__Exercise 1__
Can you retype the forum thread on frame drops below word for word, in full?

———

I can share my file with you, if you think that could help identify the problem.

You could try debugging across network and use your device to run it over WiFi while watching the debug info on your PC. I think that may work.

If that fails, PM me a link to the zipped up project, and I’ll give it a run on my surface laptop 2. It may be low specced enough to be affected.

1 Like

Gotcha, I’ll get back to you.

1 Like

One thing to always keep in mind:

If your max FPS is 60, and the tester’s PC is 144hz, they will see framedrops. This is a side effect of Chromium/Electron forcing Vsync, and vsync requires the FPS to be an even divisor of the monitor refresh rate and an even divisor of the original framerate.

e.g. If your max FPS is 60, and their refresh rate is 144hz, the FPS will drop to 48 as that’s the nearest divisor for both the 60 fps and 144hz.

This may not be related to the issue, but it’s always a good thing to check.

2 Likes

That may very well be the issue here, I did not know that at all.

I do limit the max and min FPS of all my games to 60, and the devices that playtested the game have a high refresh rate. However, my PC is running on a high refresh rate as well and the problem doesn’t exist in my case, so I don’t know what to think of that.

Not sure how would I find a solution to this if I want to keep the max FPS of 60.

I’ll check the debugger when I get the time and send the zipped file after I check the performance on my phone.

———

__Exercise 2__
How many lines of the records below contain the string "image"? Reply with the number alone.

Stored items from a collection
———

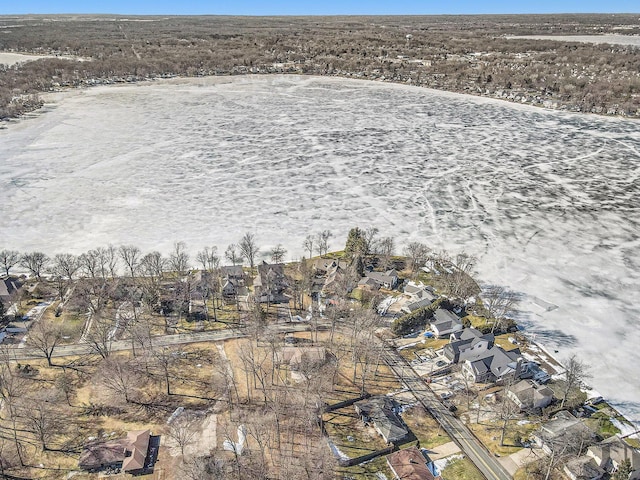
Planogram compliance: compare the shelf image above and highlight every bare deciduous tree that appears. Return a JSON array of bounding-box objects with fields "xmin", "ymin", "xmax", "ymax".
[
  {"xmin": 20, "ymin": 252, "xmax": 51, "ymax": 280},
  {"xmin": 224, "ymin": 243, "xmax": 242, "ymax": 265},
  {"xmin": 560, "ymin": 354, "xmax": 591, "ymax": 408},
  {"xmin": 27, "ymin": 318, "xmax": 62, "ymax": 367},
  {"xmin": 302, "ymin": 235, "xmax": 314, "ymax": 258},
  {"xmin": 238, "ymin": 232, "xmax": 260, "ymax": 269},
  {"xmin": 196, "ymin": 246, "xmax": 220, "ymax": 272},
  {"xmin": 316, "ymin": 230, "xmax": 333, "ymax": 256},
  {"xmin": 169, "ymin": 242, "xmax": 189, "ymax": 276},
  {"xmin": 270, "ymin": 243, "xmax": 287, "ymax": 263},
  {"xmin": 404, "ymin": 242, "xmax": 431, "ymax": 272},
  {"xmin": 165, "ymin": 412, "xmax": 199, "ymax": 457},
  {"xmin": 118, "ymin": 245, "xmax": 141, "ymax": 278},
  {"xmin": 0, "ymin": 250, "xmax": 20, "ymax": 276},
  {"xmin": 482, "ymin": 285, "xmax": 519, "ymax": 333}
]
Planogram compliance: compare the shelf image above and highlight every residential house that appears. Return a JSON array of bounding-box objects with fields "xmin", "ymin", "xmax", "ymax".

———

__Complete response 1__
I can share my file with you, if you think that could help identify the problem.

You could try debugging across network and use your device to run it over WiFi while watching the debug info on your PC. I think that may work.

If that fails, PM me a link to the zipped up project, and I’ll give it a run on my surface laptop 2. It may be low specced enough to be affected.

1 Like

Gotcha, I’ll get back to you.

1 Like

One thing to always keep in mind:

If your max FPS is 60, and the tester’s PC is 144hz, they will see framedrops. This is a side effect of Chromium/Electron forcing Vsync, and vsync requires the FPS to be an even divisor of the monitor refresh rate and an even divisor of the original framerate.

e.g. If your max FPS is 60, and their refresh rate is 144hz, the FPS will drop to 48 as that’s the nearest divisor for both the 60 fps and 144hz.

This may not be related to the issue, but it’s always a good thing to check.

2 Likes

That may very well be the issue here, I did not know that at all.

I do limit the max and min FPS of all my games to 60, and the devices that playtested the game have a high refresh rate. However, my PC is running on a high refresh rate as well and the problem doesn’t exist in my case, so I don’t know what to think of that.

Not sure how would I find a solution to this if I want to keep the max FPS of 60.

I’ll check the debugger when I get the time and send the zipped file after I check the performance on my phone.

__Complete response 2__
2